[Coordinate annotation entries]
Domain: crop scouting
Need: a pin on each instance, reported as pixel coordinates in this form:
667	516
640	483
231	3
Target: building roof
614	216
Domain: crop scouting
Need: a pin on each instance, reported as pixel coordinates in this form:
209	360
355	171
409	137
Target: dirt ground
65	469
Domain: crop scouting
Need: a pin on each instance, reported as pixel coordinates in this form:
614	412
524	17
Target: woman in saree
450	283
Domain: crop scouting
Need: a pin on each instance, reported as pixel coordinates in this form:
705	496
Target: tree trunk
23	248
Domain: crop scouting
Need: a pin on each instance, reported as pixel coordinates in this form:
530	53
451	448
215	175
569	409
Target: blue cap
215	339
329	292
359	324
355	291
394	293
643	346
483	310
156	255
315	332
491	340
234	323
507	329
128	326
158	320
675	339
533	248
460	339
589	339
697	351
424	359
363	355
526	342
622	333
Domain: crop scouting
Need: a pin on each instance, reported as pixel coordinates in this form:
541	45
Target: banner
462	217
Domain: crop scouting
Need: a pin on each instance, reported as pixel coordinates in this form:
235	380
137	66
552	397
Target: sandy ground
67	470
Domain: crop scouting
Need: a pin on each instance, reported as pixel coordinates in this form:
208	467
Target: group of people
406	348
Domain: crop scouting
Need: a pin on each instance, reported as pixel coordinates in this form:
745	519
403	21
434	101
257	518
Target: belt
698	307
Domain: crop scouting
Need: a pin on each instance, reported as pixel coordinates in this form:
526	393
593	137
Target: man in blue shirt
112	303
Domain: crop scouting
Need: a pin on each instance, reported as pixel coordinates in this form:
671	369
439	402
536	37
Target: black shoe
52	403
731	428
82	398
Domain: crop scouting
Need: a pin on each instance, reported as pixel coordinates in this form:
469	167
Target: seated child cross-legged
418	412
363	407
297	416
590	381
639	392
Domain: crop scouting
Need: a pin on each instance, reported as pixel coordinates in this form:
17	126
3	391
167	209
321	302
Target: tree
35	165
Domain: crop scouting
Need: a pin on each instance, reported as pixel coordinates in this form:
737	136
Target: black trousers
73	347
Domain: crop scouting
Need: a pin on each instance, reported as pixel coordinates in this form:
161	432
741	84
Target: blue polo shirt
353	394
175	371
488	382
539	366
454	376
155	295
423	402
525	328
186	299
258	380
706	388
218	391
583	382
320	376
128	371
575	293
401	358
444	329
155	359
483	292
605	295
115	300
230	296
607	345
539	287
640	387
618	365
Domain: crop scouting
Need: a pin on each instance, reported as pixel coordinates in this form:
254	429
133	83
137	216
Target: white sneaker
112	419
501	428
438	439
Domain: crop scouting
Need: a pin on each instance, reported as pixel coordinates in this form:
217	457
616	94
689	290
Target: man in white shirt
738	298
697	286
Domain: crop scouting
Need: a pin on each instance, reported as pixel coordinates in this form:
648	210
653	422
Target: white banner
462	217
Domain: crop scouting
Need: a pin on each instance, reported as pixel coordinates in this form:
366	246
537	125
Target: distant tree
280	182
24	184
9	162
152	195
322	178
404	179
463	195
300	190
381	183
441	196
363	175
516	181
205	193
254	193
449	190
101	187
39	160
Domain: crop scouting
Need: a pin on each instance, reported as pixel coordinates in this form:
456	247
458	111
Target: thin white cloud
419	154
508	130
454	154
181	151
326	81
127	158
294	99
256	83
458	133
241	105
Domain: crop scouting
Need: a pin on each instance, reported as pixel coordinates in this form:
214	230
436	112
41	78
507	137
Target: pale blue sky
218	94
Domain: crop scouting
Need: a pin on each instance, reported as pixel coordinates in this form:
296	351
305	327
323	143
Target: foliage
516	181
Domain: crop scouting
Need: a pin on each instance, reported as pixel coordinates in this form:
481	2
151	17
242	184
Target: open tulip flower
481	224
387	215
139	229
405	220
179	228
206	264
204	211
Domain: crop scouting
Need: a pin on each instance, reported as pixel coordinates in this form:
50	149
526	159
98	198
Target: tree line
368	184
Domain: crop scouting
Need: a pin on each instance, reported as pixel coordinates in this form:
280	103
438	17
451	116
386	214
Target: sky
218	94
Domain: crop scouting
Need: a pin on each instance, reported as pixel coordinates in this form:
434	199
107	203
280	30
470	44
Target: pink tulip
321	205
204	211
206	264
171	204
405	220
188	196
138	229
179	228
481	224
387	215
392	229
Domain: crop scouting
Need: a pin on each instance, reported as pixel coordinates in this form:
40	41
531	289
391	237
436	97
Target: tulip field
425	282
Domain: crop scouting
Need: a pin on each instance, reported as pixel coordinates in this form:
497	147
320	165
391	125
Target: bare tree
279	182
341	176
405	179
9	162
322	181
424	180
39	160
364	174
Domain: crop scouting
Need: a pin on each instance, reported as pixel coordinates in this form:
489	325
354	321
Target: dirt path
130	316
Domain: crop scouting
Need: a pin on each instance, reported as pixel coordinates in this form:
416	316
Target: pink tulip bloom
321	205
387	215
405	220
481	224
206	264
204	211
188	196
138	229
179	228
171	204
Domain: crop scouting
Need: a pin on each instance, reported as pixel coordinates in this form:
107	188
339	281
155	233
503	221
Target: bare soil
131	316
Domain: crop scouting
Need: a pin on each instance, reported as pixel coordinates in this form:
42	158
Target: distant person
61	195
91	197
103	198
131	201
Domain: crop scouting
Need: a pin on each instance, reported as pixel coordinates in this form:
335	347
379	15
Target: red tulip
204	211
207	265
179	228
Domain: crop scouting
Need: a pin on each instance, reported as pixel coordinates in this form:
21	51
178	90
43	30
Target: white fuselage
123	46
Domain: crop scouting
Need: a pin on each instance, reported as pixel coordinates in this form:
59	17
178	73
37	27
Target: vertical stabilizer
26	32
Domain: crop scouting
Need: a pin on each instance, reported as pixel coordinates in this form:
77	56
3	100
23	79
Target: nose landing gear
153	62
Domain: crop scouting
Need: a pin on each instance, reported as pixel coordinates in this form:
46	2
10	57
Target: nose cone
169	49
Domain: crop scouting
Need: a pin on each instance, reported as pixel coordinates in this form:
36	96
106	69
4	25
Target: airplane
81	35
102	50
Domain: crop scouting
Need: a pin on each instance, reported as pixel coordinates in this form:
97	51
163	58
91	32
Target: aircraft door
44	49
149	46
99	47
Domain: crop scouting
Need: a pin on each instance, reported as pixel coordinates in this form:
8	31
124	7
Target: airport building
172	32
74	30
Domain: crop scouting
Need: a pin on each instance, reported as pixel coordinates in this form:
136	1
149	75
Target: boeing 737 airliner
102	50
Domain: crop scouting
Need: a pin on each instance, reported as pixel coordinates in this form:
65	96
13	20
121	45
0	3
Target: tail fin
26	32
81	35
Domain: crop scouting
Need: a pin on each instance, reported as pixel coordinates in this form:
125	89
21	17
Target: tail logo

> _TASK TO CARRY OUT_:
Which of the lines above contain the string "black"? Pull out each of them and copy it.

> _IN RESPONSE_:
Target: black shoe
Target: black trousers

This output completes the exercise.